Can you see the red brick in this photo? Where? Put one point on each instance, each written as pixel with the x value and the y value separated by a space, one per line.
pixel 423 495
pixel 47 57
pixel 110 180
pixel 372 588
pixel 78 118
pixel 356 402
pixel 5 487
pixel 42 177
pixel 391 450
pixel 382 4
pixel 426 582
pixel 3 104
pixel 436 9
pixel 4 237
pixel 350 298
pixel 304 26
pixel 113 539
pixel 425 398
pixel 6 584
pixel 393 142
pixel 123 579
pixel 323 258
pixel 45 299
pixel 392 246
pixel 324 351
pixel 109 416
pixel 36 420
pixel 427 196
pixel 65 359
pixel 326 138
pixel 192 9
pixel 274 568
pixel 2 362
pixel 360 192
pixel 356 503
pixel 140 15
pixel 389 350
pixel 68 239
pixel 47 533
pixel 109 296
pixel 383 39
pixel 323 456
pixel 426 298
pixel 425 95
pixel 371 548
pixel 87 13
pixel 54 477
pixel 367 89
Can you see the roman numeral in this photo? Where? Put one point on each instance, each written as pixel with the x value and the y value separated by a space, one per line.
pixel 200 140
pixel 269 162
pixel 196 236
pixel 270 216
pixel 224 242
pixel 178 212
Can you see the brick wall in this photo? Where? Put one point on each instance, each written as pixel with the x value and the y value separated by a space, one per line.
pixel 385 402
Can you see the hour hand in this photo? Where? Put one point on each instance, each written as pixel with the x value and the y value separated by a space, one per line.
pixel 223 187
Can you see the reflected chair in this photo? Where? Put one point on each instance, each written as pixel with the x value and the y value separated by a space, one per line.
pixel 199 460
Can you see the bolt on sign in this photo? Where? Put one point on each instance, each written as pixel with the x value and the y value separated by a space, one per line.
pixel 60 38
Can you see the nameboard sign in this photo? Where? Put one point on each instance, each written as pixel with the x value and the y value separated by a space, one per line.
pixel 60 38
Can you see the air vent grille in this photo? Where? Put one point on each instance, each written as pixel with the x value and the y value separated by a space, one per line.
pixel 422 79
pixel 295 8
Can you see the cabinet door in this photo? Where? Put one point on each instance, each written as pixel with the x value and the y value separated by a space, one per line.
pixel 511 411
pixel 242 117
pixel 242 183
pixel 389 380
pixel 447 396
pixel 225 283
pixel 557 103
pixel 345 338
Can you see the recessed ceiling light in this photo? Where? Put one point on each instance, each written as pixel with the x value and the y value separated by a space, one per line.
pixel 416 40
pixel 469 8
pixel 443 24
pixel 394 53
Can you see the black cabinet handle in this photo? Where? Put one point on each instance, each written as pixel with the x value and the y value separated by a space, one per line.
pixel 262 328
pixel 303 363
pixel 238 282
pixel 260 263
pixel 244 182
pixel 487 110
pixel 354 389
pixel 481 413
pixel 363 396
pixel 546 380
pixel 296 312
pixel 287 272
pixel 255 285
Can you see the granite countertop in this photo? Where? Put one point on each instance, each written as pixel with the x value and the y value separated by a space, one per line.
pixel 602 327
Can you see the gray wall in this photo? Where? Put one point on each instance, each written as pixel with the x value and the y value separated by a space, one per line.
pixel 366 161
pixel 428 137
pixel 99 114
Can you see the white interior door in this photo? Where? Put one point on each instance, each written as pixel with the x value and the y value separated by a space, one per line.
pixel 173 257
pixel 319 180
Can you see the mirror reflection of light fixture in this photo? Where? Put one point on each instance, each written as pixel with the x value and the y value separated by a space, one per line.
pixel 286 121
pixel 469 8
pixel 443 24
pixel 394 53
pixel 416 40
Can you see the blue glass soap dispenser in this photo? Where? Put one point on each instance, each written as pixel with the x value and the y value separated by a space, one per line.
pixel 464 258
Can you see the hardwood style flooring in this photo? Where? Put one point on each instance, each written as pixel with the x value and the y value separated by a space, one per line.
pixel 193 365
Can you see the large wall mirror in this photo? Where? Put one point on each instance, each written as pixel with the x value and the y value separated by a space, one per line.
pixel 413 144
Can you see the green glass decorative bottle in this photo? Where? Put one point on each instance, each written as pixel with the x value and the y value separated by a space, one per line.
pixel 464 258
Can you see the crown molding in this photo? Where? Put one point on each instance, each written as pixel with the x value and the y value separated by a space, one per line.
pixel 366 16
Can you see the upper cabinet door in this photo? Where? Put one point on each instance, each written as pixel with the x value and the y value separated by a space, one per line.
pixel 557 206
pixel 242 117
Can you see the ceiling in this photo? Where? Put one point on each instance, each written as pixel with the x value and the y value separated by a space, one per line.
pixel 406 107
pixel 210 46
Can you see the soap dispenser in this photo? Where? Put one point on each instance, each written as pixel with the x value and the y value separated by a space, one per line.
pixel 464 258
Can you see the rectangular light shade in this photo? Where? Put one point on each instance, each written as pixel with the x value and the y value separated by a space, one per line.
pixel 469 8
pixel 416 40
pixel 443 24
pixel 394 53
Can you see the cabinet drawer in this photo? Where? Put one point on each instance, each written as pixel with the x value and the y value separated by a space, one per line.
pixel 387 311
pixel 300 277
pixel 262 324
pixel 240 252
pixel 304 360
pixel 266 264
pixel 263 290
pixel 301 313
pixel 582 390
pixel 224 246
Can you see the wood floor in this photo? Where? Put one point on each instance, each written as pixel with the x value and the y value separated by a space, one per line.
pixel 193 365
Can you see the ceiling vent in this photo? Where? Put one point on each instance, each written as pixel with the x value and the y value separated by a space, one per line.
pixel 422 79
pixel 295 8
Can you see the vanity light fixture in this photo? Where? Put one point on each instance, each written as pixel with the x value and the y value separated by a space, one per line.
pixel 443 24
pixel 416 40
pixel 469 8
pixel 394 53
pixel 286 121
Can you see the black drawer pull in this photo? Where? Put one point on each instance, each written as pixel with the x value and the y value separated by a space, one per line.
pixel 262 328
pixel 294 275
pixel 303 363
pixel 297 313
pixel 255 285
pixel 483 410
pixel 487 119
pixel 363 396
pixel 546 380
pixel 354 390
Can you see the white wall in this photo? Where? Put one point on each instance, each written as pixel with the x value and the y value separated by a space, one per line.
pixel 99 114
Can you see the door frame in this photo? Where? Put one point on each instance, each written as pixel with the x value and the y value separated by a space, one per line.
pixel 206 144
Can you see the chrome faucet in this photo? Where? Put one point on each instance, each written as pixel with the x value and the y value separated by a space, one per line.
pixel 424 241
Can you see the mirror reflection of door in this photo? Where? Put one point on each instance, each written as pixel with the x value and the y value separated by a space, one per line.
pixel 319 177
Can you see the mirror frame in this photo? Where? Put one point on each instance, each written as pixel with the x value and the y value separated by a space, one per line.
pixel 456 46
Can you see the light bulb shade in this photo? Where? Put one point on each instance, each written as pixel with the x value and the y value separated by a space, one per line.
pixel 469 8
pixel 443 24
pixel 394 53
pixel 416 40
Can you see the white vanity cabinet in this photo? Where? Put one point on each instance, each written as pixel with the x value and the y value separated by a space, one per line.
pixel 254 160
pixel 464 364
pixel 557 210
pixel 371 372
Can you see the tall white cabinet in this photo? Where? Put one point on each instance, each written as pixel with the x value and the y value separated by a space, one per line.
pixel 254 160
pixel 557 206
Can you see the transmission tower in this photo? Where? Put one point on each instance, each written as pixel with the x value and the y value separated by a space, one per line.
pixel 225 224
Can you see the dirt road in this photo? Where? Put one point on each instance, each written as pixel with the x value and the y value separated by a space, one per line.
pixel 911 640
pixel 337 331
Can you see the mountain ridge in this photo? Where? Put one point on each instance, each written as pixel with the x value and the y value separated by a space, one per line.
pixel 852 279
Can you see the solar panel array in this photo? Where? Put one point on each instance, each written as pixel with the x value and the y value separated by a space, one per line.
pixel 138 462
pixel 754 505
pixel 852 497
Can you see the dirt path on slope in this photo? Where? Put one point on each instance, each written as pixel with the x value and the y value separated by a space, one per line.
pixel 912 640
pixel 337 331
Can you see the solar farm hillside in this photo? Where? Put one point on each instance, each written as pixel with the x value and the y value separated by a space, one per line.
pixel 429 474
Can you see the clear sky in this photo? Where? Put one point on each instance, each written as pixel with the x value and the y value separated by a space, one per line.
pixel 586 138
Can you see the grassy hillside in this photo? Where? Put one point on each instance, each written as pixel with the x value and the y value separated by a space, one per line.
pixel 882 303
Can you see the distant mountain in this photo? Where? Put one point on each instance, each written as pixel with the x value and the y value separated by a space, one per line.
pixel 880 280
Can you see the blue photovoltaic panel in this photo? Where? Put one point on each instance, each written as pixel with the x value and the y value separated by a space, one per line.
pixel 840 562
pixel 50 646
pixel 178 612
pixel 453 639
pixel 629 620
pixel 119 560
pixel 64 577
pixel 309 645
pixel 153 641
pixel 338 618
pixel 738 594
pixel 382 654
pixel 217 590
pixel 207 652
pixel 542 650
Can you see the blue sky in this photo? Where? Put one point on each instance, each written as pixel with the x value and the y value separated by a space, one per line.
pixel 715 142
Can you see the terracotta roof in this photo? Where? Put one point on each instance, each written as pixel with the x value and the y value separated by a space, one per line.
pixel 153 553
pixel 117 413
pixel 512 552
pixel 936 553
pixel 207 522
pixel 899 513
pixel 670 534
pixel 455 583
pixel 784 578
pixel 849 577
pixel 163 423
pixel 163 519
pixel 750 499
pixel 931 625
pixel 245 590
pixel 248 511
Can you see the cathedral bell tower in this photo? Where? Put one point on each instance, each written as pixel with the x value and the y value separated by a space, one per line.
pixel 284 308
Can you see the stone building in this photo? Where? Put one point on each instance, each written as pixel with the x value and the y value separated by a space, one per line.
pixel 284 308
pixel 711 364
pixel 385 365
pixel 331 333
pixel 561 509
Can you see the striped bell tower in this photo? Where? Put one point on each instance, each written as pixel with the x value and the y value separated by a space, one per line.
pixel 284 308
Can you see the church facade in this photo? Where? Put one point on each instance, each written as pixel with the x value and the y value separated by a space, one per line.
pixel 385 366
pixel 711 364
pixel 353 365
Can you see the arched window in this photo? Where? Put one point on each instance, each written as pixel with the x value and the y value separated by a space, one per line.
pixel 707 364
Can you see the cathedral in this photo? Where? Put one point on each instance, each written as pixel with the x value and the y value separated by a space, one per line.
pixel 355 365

***

**Work item**
Return exactly the line that contains "Can you see the cathedral in" and every line after it, through the last line of the records.

**Answer to this exercise**
Can you see the cathedral in this photo? Where? Put one point on each instance, each written as pixel with the x value and the y value separated by a space, one per line.
pixel 355 365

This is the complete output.